• [Task goal]
Lay out every line of the material below as a Markdown table with two columns, "Number" for the row count and "Entry" for the line itself. Skip blank lines and leave the pictures out.

** start **

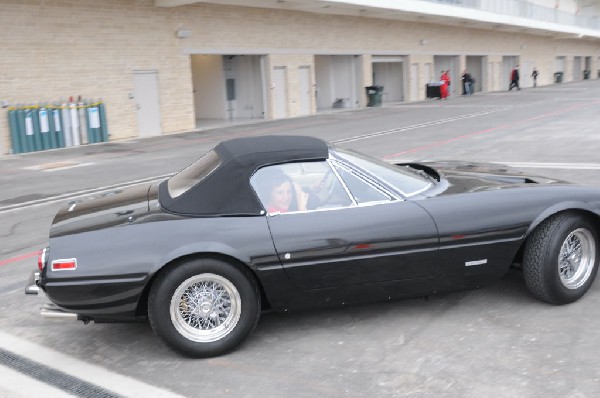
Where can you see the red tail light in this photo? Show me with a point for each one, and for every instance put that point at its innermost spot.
(67, 264)
(42, 258)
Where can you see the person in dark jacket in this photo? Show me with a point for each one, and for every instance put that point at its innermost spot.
(514, 78)
(534, 76)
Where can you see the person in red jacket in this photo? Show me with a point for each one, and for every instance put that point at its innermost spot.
(444, 84)
(514, 78)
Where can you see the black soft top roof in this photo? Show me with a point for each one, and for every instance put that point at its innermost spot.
(227, 190)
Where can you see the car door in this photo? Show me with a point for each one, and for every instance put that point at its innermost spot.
(351, 239)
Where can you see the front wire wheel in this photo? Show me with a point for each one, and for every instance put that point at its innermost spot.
(577, 258)
(204, 307)
(561, 258)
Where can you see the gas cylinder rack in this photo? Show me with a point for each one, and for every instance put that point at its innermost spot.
(63, 124)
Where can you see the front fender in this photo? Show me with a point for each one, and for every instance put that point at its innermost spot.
(202, 247)
(560, 207)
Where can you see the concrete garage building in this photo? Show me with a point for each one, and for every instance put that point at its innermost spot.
(168, 66)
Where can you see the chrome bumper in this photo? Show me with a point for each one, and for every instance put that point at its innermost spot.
(32, 284)
(52, 311)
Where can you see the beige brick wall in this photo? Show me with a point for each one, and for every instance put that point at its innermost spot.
(53, 49)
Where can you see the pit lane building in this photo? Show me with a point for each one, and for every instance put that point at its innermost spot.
(168, 66)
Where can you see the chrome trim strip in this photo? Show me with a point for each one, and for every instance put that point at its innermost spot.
(44, 251)
(367, 180)
(51, 311)
(476, 262)
(341, 180)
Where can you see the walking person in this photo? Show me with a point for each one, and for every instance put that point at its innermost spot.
(444, 84)
(514, 79)
(466, 81)
(534, 76)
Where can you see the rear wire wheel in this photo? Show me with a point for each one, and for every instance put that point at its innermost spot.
(561, 258)
(204, 307)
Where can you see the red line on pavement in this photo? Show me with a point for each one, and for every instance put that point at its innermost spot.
(460, 137)
(18, 258)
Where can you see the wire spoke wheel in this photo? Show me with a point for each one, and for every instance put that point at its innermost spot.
(576, 258)
(205, 308)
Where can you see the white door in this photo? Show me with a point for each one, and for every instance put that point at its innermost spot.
(305, 90)
(279, 90)
(146, 99)
(414, 82)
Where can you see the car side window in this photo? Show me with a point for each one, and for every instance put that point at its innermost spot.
(301, 186)
(361, 190)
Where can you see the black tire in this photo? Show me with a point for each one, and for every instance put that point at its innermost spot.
(222, 307)
(561, 258)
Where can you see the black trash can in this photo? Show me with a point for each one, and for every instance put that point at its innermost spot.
(558, 77)
(374, 94)
(432, 90)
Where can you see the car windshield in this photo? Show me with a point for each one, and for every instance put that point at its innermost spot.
(193, 174)
(405, 180)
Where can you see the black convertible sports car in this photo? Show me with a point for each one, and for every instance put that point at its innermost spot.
(286, 222)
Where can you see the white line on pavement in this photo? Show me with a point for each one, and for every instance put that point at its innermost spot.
(570, 166)
(16, 385)
(99, 376)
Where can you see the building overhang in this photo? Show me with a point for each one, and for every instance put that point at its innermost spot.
(412, 11)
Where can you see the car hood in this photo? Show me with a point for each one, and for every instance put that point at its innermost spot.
(460, 176)
(114, 208)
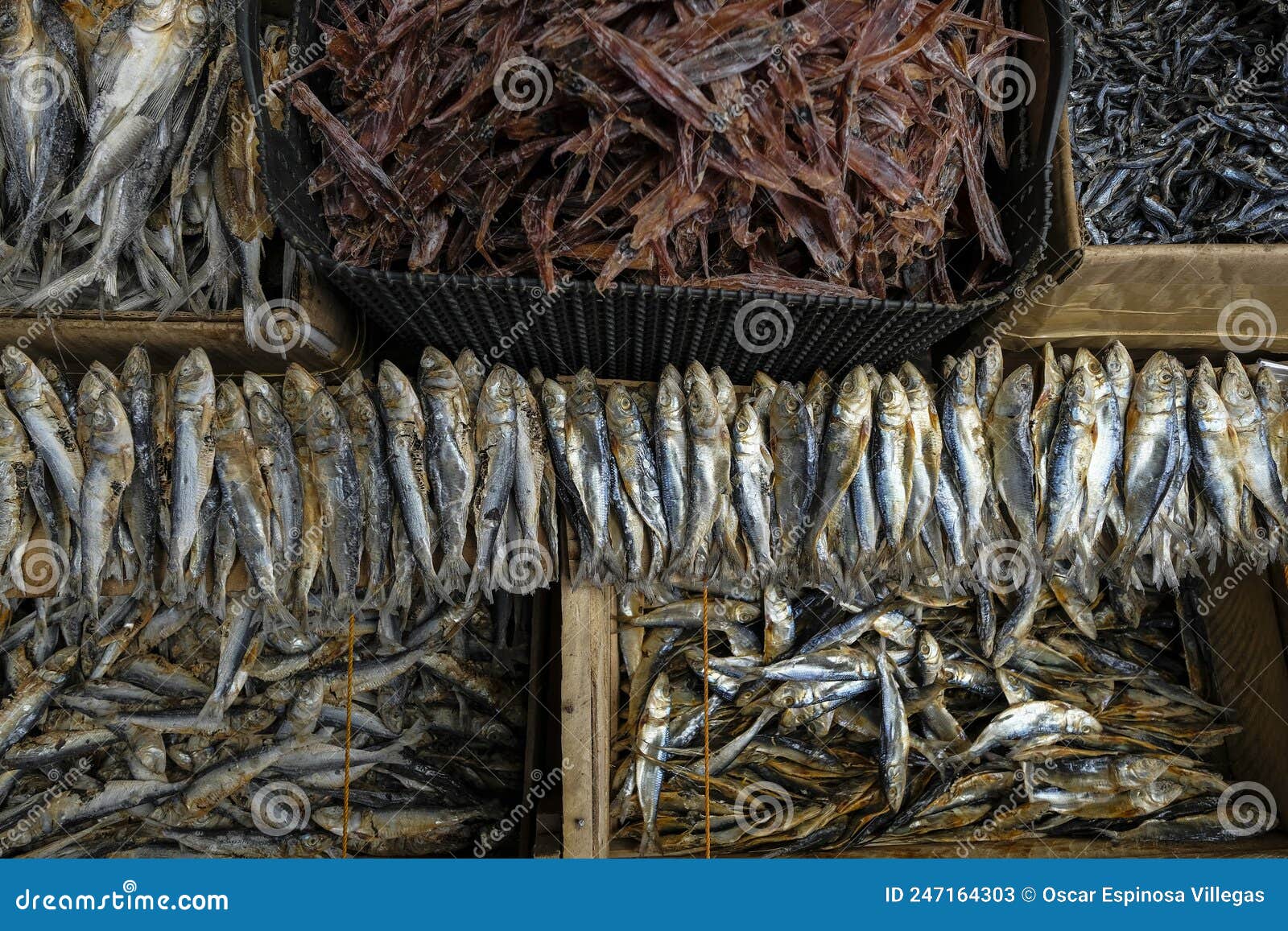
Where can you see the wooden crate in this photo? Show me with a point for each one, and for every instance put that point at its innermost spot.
(77, 338)
(1249, 673)
(1150, 296)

** end **

• [Problem solution]
| Number | Entry |
|---|---|
| 1 | Where can you see the red tail light in this photo? Show me with a point for each one, and for every instance put that point at its innermost spot. |
| 2 | (67, 264) |
| 3 | (42, 258) |
| 4 | Where can you see the person in dark jacket in this photo? Show me with a point for each one, and for every instance put that point at its innermost spot. |
| 5 | (514, 78) |
| 6 | (534, 76) |
| 7 | Where can you see the person in red jacket in this photo? Show me with a point for each one, and for every instance put that point at its innermost spot. |
| 8 | (444, 84) |
| 9 | (514, 78) |
| 10 | Where can you see the black soft top roof in this photo? Show me with a point for each one, and for every instance put that point at its innermost spot. |
| 11 | (227, 190) |
| 12 | Where can you see the car door in this photo? Show me with a point for each one, and for every instance put that point at its innermost spot. |
| 13 | (351, 239) |
| 14 | Where can you see the front wire wheel in this photo? Show me with a point for each one, and for every instance put that point at its innermost spot. |
| 15 | (577, 258) |
| 16 | (204, 307) |
| 17 | (561, 258) |
| 18 | Where can you see the gas cylinder rack in this photo? Show me with a point for each one, and for every instance put that point at its innermost spot. |
| 19 | (63, 124) |
| 20 | Where can you see the front fender in this photo? Show me with a point for each one, and for every instance put that point at its innermost spot. |
| 21 | (202, 247) |
| 22 | (560, 207) |
| 23 | Where can you see the concrete garage building in this photo? Show me with a point for each one, and for every instance put that point at its innermost spot. |
| 24 | (168, 66) |
| 25 | Where can you see the chrome bumper in this photo? Show me with a point for each one, and for every instance put that point at its innermost spot. |
| 26 | (32, 284) |
| 27 | (52, 311) |
| 28 | Where can you see the beige brick wall in this photo? Show me with a point for each one, and for every instance put that point at its innermost spot. |
| 29 | (53, 49) |
| 30 | Where can you see the pit lane building in this photo? Show me with a point for each one, and for every instance put that point at its innermost spot. |
| 31 | (168, 66) |
| 32 | Where can you see the chrome trim strip in this photo? Show me with a point for each one, and for every instance put that point at its innermost spot. |
| 33 | (44, 251) |
| 34 | (367, 180) |
| 35 | (51, 311) |
| 36 | (476, 262) |
| 37 | (341, 180) |
| 38 | Where can you see the walking person in this photo? Show me with a point for each one, and for every instance put that point at its innermost spot. |
| 39 | (444, 84) |
| 40 | (514, 79) |
| 41 | (466, 81) |
| 42 | (534, 76) |
| 43 | Where can you see the rear wire wheel in this photo? Show me with a point for each one, and for every instance put that point at its innermost spot. |
| 44 | (561, 258) |
| 45 | (204, 307) |
| 46 | Where can you see the red line on pavement in this photo? Show me with a point for each one, and for every instance put that point at its innermost spot. |
| 47 | (460, 137) |
| 48 | (18, 258) |
| 49 | Where can you see the wire spoke wheel in this photo? Show me with a point for each one, and for every instance put that point at its innermost spot. |
| 50 | (576, 258) |
| 51 | (205, 308) |
| 52 | Where can you see the white door in this photo? Show me with a point for each one, and for every instance put that point at its innermost spot. |
| 53 | (305, 90) |
| 54 | (279, 90) |
| 55 | (146, 99) |
| 56 | (414, 82) |
| 57 | Where can you see the car side window in this photo? Show me with a point for each one, and for every instance put that point at its innermost spot. |
| 58 | (301, 186) |
| 59 | (361, 190) |
| 60 | Where can you see the black tire in this photo? Show me with a point for each one, and for every instance put that point at its innermost spot. |
| 61 | (222, 307) |
| 62 | (561, 258) |
| 63 | Where can you see the black trash can in this photo? Show me with a point for each one, and for every instance put that point at its innermost spot. |
| 64 | (558, 77) |
| 65 | (374, 94) |
| 66 | (432, 90) |
| 67 | Where can you see the car windshield in this photo? Show me with a point for each one, and for every instance put that point at its innermost spot. |
| 68 | (193, 174) |
| 69 | (405, 180) |
| 70 | Where can you see the black convertible sports car in this photo? Show me with a point for each one, and for every instance put that point at its innermost spot. |
| 71 | (286, 222) |
| 72 | Where can you see the white line on pavement in this photo? Show me with a point for each one, and for every instance put that point at its innermost spot. |
| 73 | (570, 166) |
| 74 | (16, 385) |
| 75 | (99, 376) |
| 76 | Where can you see the building overhang in this photo? Show me with a point for each one, and for every instance put that point at its innermost spot. |
| 77 | (412, 11) |
| 78 | Where can you see the car hood in this photo? Show me with a point for each one, and for every instance put that point at its innermost spot. |
| 79 | (460, 176) |
| 80 | (114, 208) |
| 81 | Where can you see the wooden crate in this photo? Show me with a point for each one, and for every instance put that point at its innermost spot. |
| 82 | (77, 338) |
| 83 | (1249, 673) |
| 84 | (1150, 296) |